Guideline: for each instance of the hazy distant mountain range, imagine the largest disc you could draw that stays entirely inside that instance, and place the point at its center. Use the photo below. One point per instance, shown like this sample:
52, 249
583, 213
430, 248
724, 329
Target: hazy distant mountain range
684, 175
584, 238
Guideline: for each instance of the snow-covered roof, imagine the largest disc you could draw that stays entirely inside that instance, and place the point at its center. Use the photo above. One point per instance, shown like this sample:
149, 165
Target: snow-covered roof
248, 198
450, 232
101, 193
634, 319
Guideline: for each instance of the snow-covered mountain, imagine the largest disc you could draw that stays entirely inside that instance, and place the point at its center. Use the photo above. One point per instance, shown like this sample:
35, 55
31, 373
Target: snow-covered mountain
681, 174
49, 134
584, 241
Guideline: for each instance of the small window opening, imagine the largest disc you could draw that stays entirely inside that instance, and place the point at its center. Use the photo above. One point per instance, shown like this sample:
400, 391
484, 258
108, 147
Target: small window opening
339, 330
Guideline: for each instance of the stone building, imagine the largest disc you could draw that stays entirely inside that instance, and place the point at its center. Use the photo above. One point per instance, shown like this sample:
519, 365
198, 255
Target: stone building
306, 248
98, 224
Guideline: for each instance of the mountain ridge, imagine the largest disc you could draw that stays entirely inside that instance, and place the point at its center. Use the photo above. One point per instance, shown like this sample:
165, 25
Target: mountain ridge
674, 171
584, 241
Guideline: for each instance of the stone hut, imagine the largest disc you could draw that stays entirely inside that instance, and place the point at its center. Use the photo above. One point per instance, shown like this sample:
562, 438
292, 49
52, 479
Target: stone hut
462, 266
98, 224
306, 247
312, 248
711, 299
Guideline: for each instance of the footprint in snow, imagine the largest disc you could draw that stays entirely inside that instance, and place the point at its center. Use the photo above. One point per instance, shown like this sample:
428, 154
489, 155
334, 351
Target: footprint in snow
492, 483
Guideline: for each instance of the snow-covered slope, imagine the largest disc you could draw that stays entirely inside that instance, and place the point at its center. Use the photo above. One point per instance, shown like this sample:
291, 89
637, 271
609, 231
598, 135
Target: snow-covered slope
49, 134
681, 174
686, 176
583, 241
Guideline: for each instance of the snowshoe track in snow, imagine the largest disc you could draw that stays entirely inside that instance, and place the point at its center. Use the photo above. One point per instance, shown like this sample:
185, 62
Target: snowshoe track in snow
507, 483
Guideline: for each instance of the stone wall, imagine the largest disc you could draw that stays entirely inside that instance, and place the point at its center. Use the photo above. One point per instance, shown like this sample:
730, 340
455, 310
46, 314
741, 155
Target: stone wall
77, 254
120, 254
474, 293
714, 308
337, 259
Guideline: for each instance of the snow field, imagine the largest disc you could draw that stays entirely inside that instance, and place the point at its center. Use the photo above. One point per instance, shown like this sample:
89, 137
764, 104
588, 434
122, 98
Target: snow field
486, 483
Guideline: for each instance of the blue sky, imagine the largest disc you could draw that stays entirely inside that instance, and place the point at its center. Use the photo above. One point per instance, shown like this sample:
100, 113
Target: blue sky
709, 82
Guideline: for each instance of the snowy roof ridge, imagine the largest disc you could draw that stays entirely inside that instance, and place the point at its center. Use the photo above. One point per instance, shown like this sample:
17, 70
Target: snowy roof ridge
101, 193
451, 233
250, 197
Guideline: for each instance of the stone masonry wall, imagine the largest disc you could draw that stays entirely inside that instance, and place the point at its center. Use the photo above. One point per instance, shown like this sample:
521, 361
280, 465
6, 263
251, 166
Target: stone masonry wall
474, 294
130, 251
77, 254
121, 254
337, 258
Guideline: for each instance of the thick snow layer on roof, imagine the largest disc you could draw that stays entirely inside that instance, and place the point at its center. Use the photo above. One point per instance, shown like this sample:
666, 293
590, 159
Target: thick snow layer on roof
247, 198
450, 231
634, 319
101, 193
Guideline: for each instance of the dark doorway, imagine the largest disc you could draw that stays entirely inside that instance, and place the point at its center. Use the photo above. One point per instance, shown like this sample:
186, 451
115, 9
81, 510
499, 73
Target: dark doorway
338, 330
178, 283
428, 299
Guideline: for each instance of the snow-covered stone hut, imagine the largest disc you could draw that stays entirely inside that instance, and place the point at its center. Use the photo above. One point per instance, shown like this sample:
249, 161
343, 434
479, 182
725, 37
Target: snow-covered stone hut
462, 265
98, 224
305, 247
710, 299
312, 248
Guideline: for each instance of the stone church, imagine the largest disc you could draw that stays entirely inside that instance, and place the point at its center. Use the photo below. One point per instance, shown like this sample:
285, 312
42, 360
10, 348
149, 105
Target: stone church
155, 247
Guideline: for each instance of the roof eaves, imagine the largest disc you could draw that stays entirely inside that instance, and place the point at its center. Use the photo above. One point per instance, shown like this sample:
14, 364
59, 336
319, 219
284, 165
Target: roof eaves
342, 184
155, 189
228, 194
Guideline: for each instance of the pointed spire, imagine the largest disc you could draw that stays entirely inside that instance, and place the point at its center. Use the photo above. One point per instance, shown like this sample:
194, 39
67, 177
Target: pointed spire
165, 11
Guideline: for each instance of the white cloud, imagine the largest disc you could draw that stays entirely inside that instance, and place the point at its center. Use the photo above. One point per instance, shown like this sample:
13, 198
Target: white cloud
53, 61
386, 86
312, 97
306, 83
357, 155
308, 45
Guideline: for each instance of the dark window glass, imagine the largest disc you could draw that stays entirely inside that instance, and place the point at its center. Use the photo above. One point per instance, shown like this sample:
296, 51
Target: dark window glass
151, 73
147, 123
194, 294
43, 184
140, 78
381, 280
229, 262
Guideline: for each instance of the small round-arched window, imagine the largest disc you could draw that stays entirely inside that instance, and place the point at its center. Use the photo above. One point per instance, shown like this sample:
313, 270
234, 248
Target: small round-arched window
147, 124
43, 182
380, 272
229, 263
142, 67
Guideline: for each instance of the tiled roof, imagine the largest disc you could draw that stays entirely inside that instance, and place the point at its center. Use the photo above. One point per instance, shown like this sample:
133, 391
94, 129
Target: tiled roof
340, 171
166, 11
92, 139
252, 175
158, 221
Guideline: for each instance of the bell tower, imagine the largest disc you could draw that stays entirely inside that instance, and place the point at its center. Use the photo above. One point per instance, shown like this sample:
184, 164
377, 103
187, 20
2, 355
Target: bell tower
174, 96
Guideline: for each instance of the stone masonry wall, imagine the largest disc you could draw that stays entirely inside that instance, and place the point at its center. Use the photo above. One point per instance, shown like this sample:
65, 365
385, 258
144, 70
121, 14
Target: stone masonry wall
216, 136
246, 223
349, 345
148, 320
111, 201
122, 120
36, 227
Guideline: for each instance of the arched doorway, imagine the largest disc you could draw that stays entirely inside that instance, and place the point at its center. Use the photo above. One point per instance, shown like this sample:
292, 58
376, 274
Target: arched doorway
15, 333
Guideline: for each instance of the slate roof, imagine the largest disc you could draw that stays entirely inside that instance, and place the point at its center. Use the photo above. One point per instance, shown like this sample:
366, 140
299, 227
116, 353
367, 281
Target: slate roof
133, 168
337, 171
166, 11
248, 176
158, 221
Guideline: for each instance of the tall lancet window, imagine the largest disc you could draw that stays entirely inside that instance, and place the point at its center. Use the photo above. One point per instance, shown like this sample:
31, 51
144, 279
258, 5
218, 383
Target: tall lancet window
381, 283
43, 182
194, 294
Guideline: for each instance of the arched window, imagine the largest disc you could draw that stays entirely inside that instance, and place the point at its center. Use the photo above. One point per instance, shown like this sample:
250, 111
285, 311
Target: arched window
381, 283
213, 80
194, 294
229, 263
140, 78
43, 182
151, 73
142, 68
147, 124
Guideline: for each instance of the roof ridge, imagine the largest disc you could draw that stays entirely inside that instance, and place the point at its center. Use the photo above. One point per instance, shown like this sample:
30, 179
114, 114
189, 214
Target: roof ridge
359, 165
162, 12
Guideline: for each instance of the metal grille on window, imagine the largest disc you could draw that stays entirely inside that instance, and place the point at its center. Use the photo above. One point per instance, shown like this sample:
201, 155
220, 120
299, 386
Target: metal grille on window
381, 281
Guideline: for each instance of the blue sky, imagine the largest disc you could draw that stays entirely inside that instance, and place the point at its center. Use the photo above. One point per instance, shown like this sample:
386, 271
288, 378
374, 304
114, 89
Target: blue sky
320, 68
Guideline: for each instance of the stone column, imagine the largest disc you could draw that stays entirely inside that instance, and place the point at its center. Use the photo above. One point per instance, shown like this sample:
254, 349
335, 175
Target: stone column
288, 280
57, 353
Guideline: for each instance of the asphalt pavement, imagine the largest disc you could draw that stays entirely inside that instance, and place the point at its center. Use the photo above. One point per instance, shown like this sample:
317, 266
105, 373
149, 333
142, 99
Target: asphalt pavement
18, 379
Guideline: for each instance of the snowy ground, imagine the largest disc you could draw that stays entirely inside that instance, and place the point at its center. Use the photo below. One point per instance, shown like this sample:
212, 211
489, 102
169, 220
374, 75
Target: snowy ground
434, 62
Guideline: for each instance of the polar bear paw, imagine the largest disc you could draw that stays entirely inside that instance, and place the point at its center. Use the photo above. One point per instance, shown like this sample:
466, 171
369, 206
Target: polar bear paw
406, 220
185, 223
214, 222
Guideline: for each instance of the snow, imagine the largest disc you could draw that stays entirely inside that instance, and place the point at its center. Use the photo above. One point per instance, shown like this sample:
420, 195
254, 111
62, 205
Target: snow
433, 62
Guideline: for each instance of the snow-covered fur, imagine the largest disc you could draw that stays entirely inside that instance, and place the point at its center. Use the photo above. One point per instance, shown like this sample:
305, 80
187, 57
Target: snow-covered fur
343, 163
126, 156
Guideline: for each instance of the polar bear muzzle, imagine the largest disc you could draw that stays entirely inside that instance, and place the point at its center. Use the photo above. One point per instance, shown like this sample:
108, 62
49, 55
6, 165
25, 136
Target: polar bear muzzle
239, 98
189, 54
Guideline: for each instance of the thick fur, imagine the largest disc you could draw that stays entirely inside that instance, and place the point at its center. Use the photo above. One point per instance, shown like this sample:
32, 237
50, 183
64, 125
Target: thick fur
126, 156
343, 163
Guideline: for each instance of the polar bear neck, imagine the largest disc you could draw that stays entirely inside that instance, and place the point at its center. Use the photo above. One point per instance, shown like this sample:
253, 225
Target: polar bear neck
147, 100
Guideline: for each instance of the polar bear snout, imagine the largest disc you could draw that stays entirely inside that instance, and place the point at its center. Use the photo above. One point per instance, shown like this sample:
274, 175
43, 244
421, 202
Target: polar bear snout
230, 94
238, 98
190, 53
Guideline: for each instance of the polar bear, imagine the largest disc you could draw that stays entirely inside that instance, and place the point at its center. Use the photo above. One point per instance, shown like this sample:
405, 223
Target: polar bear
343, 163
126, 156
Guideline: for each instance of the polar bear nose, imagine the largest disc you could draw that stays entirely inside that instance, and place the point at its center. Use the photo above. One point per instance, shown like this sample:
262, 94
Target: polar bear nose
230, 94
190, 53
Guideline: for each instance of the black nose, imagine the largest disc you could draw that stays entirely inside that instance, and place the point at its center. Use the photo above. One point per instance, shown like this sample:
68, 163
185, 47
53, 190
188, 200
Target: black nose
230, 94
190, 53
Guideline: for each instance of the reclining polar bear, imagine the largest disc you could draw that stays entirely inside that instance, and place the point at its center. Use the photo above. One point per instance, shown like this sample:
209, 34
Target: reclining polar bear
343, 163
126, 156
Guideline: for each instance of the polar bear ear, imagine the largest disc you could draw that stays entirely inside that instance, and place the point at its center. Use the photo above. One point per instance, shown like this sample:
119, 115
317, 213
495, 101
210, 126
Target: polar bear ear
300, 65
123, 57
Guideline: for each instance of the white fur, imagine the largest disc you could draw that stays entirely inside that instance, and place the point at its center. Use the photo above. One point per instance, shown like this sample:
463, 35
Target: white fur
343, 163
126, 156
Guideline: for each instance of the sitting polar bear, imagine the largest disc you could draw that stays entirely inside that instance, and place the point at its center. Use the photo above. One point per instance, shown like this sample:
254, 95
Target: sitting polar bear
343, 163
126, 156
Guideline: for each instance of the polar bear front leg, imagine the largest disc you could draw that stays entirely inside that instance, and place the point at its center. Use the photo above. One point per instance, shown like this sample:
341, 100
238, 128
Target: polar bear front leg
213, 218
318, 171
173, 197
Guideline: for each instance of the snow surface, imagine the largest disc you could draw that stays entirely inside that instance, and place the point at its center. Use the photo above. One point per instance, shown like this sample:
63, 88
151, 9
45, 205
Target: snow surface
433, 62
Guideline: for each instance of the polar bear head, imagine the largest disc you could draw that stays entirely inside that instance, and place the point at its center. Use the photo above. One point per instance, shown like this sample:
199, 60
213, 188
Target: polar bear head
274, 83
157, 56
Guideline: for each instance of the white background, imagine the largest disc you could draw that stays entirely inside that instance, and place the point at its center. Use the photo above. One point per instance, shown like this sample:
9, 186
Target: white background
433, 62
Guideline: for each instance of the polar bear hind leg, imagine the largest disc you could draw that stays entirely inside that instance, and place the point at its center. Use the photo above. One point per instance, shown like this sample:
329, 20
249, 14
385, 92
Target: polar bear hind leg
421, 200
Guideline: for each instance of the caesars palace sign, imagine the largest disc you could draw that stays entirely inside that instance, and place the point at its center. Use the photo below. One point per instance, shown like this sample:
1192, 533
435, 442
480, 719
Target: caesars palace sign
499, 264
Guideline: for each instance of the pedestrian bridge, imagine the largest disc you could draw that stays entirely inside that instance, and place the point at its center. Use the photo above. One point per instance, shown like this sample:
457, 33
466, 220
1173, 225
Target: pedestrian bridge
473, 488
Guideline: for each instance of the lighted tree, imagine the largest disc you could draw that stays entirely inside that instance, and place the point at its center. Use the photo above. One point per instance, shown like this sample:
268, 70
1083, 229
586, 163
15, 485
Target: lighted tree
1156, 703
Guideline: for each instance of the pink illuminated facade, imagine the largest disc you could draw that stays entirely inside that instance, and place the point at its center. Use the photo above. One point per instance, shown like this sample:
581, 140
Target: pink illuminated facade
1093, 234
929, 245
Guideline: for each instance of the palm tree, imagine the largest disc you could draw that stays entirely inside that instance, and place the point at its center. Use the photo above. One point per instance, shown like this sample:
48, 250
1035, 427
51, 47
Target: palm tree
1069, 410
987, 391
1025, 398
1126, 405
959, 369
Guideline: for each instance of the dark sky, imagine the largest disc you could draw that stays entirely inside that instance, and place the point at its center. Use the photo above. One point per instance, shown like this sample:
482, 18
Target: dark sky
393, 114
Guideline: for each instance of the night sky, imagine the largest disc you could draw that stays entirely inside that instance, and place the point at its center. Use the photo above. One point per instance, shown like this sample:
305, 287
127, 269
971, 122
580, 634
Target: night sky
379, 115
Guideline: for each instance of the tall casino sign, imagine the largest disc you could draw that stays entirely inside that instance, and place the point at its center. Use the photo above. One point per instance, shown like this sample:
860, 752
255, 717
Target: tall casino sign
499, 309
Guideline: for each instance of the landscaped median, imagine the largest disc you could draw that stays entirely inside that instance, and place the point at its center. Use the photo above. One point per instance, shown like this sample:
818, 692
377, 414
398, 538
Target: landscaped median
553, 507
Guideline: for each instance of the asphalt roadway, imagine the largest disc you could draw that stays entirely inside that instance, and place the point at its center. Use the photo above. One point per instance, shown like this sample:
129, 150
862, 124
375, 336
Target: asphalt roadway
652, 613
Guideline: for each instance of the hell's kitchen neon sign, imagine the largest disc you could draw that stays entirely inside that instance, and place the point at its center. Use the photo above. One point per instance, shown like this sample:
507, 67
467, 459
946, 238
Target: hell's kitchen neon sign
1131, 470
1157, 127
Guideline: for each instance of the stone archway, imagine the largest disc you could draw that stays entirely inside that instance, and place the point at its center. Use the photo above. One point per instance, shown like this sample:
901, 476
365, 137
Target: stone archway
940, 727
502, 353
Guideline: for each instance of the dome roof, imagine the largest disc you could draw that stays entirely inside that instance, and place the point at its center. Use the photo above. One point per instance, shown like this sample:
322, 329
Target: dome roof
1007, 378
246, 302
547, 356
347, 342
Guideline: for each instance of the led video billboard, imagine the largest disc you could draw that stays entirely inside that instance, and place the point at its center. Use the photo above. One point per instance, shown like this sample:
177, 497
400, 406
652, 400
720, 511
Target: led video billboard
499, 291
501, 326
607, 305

━━━━

Rewrite the lines of the listing above as a numbered list, from the line containing "Guideline: for each instance of the arched window, imagine" to the line containing "Target: arched window", with both of those lines included. Leave out any blank lines.

1. Guideline: for each instance of the arched window, imagine the largest disc you could draw that stays entirely inside that instance, and place the point at its center. Use the photo above. One point per instance, shown like this sample:
2. 250, 111
3. 285, 311
4. Target: arched window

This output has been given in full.